▶ TEKS BACAAN
◇ ◇ ◇ ◇

Pola Komunikasi Orangtua Jadi Tantangan di Era Digital
Oleh
DEONISIA ARLINTA
·3 menit baca
JAKARTA, KOMPAS – Pola komunikasi yang baik antara orangtua dan anak, terutama di usia remaja, dinilai semakin sulit dilakukan di era digital. Kemampuan yang terbatas dalam menggunakan media digital menjadi salah satu penyebabnya.
Peneliti Tim Remaja Kelompok Penelitian Keluarga Dan Kesehatan Pusat Penelitian Kependudukan Lembaga Ilmu Pengetahuan Indonesia (LIPI), Agustina Situmorang, mengatakan, gap antara remaja dan orangtua dalam penggunaan media digital mempersulit orangtua menjalankan komunikasi dengan anak. Meski begitu, upaya signifikan belum dilakukan orangtua untuk memperbaiki pola komunikasi ini.

◇ ◇ ◇ ◇

▶ DATA YANG DIBERIKAN
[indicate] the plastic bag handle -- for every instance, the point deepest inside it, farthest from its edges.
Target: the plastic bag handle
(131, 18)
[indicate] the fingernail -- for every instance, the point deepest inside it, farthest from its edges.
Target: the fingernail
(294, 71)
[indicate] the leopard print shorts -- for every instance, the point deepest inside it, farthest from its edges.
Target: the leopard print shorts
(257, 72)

◇ ◇ ◇ ◇

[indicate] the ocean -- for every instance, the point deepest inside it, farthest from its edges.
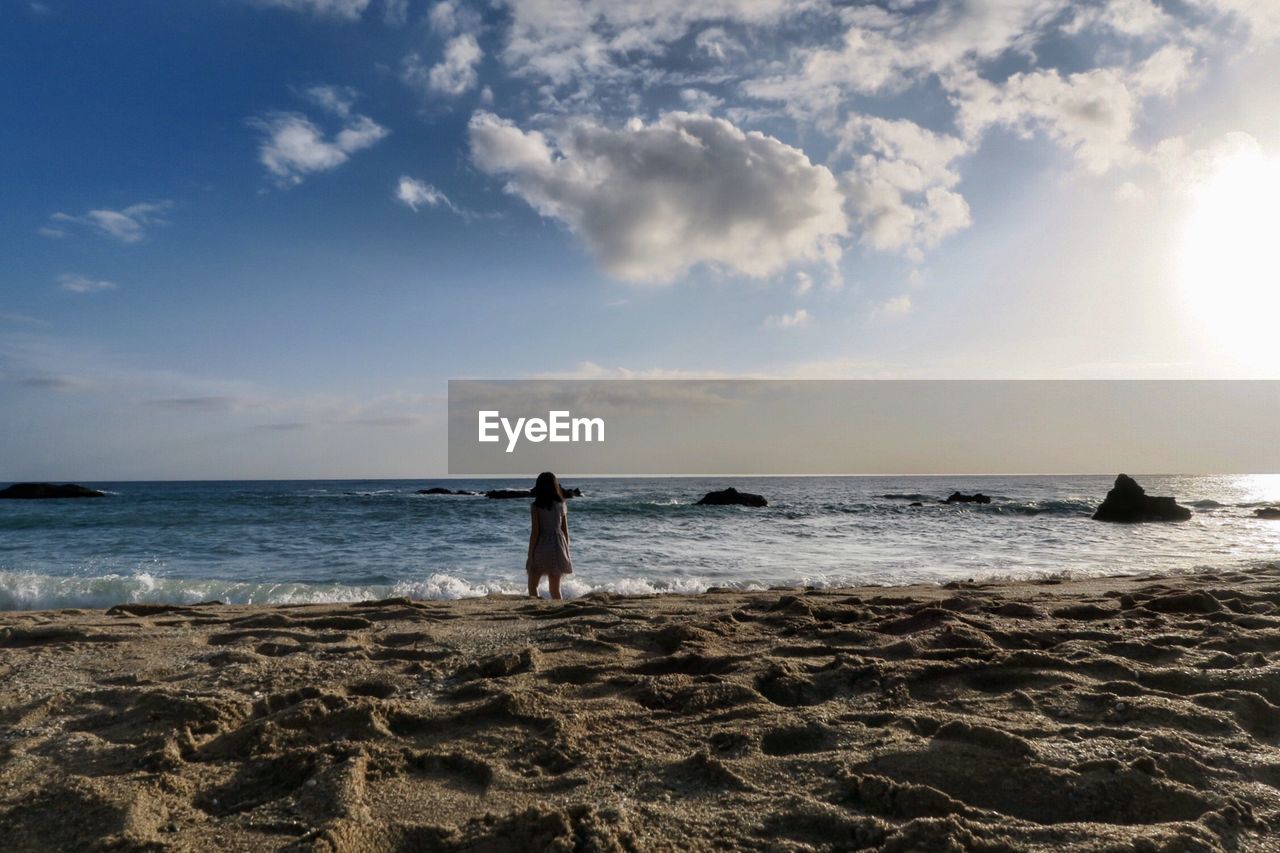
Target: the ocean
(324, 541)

◇ ◇ ◇ ◇

▶ LATIHAN SOAL
[1] Tolong ringkas teks bacaan dalam dua kalimat.
[2] Jawab pertanyaan berikut berdasarkan teks bacaan.
(a) Apa yang disebut sebagai salah satu penyebab sulitnya komunikasi orangtua dan anak di era digital?
(b) Siapa peneliti LIPI yang dikutip dalam teks bacaan?
(c) Apa yang belum dilakukan orangtua menurut teks bacaan?
Entri-entri di atas tidak berkaitan dengan teks bacaan.

▶ JAWABAN TIAP SOAL
[1] Komunikasi yang baik antara orangtua dan anak, terutama yang berusia remaja, dinilai semakin sulit dilakukan di era digital, salah satunya karena kemampuan yang terbatas dalam menggunakan media digital. Menurut peneliti LIPI Agustina Situmorang, gap antara remaja dan orangtua dalam penggunaan media digital mempersulit komunikasi, tetapi orangtua belum melakukan upaya signifikan untuk memperbaikinya.

[2]
(a) Kemampuan yang terbatas dalam menggunakan media digital.
(b) Agustina Situmorang.
(c) Upaya signifikan untuk memperbaiki pola komunikasi dengan anak.